RECORDED DATA.
◆ ◆ ◆ ◆ ◆ ◆ ◆

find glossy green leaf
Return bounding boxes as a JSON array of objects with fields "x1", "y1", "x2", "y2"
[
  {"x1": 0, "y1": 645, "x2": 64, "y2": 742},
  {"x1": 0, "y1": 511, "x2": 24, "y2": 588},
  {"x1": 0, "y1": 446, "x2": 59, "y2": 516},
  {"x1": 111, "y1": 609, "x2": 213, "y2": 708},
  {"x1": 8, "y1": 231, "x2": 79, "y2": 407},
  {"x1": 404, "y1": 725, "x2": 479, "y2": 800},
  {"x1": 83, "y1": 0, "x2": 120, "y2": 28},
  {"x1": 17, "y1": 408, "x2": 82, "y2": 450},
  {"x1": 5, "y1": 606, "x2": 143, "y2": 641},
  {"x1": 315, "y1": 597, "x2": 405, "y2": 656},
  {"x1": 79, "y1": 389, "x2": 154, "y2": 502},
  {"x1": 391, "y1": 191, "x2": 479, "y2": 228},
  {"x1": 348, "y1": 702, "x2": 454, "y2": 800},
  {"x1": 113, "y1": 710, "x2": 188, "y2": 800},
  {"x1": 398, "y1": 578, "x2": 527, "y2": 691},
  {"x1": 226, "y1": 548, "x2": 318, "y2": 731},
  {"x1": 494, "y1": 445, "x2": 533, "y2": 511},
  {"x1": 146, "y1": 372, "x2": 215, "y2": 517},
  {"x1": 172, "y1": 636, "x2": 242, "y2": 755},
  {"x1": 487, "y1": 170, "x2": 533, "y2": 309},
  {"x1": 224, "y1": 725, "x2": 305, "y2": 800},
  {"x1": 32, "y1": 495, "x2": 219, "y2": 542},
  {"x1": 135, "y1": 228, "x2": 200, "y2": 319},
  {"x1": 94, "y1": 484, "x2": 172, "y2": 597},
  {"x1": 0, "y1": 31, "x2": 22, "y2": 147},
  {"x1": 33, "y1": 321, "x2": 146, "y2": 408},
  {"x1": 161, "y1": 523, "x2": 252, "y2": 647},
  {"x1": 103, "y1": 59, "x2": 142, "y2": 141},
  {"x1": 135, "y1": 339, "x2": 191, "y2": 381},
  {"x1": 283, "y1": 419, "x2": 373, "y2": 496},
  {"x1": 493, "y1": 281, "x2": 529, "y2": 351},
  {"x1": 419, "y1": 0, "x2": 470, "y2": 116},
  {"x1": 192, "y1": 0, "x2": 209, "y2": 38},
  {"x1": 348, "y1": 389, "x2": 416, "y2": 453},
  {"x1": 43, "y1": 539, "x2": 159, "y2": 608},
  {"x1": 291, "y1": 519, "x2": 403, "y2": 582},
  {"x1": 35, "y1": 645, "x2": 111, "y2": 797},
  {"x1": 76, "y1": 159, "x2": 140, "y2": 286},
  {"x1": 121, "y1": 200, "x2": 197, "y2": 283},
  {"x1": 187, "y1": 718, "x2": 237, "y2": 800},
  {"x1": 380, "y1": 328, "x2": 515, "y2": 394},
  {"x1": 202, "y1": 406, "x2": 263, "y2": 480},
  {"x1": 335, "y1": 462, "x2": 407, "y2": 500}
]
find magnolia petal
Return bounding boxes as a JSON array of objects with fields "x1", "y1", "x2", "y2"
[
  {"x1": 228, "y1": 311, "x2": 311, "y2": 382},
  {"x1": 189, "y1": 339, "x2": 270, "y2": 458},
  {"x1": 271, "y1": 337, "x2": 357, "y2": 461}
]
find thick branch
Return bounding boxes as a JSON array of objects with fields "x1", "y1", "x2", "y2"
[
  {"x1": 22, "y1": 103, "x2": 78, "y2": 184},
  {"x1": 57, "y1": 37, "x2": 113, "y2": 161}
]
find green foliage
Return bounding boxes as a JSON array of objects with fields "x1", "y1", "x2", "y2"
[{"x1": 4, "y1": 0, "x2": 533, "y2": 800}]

◆ ◆ ◆ ◆ ◆ ◆ ◆

REQUIREMENTS.
Lay out the data from the line containing "find green foliage" through the end of the data as a two-column CSV with columns input and output, one row per input and its output. Put each value in a single quoted field, with line breaks replaced by spaces.

FULL ANSWER.
input,output
"find green foliage Return bounding boxes as a JSON array of objects with fields ""x1"", ""y1"", ""x2"", ""y2""","[{""x1"": 4, ""y1"": 0, ""x2"": 533, ""y2"": 800}]"